## Problem to solve
Needed from the data below: every line from the one with "Note: annotate every instance of the shrub" up to and including the one with "[indicate] the grilled", repeated exactly and with nothing else.

---- Supplied material

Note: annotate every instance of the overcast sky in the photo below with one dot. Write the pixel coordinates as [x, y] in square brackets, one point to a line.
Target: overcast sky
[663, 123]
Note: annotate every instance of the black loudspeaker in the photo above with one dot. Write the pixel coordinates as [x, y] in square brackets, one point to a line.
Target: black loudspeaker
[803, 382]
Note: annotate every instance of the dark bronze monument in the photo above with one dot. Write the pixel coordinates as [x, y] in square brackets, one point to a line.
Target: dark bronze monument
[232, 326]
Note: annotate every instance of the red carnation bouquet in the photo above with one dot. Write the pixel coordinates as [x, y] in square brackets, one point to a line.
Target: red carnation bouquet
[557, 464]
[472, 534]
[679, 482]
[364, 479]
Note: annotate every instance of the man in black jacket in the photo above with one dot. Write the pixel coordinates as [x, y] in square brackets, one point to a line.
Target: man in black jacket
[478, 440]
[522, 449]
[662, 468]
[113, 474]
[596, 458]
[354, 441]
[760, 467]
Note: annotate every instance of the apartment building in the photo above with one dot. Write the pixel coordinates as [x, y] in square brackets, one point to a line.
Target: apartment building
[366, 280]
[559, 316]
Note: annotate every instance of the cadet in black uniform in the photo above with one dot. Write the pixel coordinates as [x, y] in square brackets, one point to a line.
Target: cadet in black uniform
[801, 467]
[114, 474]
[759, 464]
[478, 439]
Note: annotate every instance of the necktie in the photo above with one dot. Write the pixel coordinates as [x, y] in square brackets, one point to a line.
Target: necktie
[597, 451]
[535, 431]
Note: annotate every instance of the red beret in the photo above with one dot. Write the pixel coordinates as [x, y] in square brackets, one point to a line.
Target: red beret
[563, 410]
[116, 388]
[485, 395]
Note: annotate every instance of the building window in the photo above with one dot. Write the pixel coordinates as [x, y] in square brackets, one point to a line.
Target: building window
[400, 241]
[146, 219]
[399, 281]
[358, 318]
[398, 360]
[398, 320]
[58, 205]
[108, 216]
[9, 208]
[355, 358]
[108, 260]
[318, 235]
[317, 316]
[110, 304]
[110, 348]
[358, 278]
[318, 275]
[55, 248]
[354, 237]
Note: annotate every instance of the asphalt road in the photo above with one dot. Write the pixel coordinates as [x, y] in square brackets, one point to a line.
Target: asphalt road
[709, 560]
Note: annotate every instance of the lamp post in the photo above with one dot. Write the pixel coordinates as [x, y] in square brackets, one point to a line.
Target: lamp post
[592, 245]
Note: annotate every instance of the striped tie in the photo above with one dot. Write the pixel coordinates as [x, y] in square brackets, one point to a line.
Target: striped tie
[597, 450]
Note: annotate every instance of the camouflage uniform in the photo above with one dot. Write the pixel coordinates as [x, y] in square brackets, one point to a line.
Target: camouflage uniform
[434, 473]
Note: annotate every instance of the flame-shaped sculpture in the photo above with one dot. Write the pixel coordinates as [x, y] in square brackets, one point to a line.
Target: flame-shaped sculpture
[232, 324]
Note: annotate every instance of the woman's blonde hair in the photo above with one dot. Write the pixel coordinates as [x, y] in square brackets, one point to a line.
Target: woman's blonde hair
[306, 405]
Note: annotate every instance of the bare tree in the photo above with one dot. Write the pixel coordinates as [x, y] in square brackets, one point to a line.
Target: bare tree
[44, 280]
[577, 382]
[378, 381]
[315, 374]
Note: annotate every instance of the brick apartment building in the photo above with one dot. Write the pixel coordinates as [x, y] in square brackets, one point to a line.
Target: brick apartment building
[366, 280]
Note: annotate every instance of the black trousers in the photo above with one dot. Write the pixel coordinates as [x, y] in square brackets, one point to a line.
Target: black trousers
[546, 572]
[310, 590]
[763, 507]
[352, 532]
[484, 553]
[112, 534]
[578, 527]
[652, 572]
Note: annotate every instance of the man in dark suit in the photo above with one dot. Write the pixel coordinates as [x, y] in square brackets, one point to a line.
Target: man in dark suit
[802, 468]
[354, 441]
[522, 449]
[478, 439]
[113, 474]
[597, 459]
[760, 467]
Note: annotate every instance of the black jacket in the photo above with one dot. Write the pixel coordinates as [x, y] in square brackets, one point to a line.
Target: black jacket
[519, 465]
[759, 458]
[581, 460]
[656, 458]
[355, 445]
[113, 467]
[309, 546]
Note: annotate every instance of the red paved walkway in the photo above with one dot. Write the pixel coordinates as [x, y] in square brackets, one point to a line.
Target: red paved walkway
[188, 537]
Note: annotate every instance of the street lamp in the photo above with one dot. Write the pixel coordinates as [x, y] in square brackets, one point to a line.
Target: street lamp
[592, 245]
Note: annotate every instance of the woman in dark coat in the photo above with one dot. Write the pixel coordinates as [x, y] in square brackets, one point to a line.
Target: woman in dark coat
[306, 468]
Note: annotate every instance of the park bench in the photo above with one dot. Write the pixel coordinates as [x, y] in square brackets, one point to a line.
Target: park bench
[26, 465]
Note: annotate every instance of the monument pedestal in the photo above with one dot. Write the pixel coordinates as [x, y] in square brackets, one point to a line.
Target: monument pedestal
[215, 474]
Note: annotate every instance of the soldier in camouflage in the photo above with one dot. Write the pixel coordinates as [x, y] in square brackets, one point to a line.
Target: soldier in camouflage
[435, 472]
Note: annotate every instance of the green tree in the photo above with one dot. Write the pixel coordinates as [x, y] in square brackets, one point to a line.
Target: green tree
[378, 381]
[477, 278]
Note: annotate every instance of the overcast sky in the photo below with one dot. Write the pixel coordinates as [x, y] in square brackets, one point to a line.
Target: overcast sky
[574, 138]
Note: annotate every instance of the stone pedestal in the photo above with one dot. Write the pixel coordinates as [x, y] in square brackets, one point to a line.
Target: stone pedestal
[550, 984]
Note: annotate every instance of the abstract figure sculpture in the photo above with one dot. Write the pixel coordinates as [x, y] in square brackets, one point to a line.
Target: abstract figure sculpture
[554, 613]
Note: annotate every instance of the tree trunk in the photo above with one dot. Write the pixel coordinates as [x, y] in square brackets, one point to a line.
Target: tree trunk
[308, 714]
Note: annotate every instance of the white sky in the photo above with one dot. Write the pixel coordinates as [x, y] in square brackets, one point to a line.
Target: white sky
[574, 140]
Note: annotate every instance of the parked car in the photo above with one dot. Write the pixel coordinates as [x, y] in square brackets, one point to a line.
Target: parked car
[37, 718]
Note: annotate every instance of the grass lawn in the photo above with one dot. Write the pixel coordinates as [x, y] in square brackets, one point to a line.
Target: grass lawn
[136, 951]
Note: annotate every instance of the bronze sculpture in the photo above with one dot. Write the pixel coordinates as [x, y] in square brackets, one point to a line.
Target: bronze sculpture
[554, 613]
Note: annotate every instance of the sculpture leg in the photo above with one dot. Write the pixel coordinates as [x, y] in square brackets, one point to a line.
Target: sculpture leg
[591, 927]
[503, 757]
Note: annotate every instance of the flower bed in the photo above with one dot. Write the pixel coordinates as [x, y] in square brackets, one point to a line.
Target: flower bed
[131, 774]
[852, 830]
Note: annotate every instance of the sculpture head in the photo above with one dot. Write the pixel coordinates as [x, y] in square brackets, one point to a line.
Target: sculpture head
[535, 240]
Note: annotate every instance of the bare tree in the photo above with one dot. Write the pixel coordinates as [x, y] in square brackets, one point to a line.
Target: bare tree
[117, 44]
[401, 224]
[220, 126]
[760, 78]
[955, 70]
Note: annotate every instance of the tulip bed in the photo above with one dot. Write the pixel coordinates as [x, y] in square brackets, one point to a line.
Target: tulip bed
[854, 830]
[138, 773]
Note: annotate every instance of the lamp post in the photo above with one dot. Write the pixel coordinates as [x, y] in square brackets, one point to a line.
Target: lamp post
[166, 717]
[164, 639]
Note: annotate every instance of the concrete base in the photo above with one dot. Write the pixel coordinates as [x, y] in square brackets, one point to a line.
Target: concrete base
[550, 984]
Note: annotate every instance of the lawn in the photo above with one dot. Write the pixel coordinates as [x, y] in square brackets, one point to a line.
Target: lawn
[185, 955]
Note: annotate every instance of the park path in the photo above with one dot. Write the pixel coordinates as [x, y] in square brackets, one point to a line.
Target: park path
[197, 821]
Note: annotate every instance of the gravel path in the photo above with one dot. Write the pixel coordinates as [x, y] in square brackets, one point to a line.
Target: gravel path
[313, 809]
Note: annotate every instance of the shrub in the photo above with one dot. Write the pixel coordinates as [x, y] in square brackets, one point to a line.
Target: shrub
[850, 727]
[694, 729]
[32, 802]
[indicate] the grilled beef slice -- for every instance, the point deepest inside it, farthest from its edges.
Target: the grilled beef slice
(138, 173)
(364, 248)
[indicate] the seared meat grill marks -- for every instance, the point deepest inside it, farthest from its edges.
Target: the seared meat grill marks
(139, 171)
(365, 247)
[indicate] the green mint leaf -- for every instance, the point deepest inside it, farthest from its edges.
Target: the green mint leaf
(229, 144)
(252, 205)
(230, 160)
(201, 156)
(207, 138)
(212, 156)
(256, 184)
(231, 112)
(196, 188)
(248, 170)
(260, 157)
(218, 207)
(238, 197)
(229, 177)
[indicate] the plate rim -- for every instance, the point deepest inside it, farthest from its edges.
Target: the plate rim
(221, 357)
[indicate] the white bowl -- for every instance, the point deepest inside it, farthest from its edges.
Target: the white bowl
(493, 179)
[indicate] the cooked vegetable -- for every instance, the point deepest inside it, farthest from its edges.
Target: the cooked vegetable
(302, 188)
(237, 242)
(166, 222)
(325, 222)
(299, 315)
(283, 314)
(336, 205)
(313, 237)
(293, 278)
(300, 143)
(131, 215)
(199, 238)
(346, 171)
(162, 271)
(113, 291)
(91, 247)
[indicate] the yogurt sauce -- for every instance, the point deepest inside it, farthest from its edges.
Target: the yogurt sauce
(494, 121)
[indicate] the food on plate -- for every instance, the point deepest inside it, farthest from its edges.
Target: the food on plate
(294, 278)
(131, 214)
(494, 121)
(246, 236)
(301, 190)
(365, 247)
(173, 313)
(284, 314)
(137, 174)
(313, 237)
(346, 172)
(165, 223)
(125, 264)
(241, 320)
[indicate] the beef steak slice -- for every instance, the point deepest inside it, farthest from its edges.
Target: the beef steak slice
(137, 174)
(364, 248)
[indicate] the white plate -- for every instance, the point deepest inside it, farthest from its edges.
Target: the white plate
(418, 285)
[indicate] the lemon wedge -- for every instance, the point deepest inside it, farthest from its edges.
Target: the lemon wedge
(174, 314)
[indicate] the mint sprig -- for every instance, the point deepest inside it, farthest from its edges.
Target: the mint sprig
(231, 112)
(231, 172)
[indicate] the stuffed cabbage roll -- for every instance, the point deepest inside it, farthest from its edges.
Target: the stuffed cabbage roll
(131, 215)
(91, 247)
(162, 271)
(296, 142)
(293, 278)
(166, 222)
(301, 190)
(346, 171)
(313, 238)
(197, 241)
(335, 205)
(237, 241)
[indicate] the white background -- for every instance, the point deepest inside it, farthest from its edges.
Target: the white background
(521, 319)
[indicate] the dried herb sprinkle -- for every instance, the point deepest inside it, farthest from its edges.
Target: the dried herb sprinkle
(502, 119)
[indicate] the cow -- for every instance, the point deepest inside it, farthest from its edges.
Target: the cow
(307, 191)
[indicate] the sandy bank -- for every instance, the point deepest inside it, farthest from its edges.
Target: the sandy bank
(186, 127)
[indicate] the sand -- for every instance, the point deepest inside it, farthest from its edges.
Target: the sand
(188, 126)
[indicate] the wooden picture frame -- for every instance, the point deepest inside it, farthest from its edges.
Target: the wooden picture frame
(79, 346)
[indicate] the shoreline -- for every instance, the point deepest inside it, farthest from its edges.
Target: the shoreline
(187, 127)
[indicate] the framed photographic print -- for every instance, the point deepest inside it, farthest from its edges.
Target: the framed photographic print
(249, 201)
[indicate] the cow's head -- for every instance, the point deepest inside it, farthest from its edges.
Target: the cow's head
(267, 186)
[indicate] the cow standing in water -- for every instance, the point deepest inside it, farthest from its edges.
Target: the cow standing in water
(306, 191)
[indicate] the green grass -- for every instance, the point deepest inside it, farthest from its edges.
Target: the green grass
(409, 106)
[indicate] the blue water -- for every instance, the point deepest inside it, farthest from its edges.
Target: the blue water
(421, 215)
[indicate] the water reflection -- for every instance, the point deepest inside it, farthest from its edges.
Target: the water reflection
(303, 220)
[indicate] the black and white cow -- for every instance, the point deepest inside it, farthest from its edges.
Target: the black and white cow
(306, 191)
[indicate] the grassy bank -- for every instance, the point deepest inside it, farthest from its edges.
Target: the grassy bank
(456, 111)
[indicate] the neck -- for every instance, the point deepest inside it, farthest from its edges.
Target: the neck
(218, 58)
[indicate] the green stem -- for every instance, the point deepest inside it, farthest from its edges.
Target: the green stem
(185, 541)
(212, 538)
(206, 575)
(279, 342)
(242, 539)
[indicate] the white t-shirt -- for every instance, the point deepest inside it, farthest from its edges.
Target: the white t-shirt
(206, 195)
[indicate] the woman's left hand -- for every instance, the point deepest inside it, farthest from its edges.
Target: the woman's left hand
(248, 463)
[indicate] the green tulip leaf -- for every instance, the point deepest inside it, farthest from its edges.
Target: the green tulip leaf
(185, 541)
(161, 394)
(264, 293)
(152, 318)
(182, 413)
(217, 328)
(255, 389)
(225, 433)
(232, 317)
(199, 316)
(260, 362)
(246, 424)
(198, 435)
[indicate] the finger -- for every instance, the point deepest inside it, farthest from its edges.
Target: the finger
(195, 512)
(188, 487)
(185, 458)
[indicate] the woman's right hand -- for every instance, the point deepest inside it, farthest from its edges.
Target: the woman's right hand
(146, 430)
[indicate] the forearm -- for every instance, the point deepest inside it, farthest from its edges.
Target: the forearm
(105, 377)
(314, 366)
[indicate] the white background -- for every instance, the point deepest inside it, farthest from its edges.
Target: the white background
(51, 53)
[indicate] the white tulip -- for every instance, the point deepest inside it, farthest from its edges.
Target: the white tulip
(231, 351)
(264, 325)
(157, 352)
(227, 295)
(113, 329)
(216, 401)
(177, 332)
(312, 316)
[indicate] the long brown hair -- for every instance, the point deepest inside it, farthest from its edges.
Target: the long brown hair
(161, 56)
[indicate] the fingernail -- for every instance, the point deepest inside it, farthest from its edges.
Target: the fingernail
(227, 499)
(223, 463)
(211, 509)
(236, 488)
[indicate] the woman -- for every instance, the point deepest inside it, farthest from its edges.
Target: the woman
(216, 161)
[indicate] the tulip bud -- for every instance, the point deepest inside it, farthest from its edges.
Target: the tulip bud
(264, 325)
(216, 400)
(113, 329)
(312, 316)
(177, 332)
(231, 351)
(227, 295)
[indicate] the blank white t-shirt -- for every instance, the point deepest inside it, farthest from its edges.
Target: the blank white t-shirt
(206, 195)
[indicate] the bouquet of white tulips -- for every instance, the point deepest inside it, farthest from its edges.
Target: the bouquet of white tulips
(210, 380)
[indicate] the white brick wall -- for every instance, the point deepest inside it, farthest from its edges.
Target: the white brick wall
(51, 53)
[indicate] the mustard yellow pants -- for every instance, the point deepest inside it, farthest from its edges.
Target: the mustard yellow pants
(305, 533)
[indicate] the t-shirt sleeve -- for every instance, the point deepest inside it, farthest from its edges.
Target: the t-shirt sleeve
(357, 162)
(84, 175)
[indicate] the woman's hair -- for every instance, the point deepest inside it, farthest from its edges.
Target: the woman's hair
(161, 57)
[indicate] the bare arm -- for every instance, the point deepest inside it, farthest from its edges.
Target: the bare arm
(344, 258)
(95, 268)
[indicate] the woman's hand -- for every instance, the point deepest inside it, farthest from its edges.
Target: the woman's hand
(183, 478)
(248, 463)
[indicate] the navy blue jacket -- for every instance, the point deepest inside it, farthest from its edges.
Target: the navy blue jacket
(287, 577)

--------

## Worked solution
Note: annotate every instance of the shrub in the photo above with one dot. Write the pixel coordinates as [x, y] in square brackets, one point to a line.
Target: shrub
[850, 727]
[694, 729]
[32, 802]
[indicate] the grilled beef slice -- for every instance, the point deepest inside it, farthest from its edges.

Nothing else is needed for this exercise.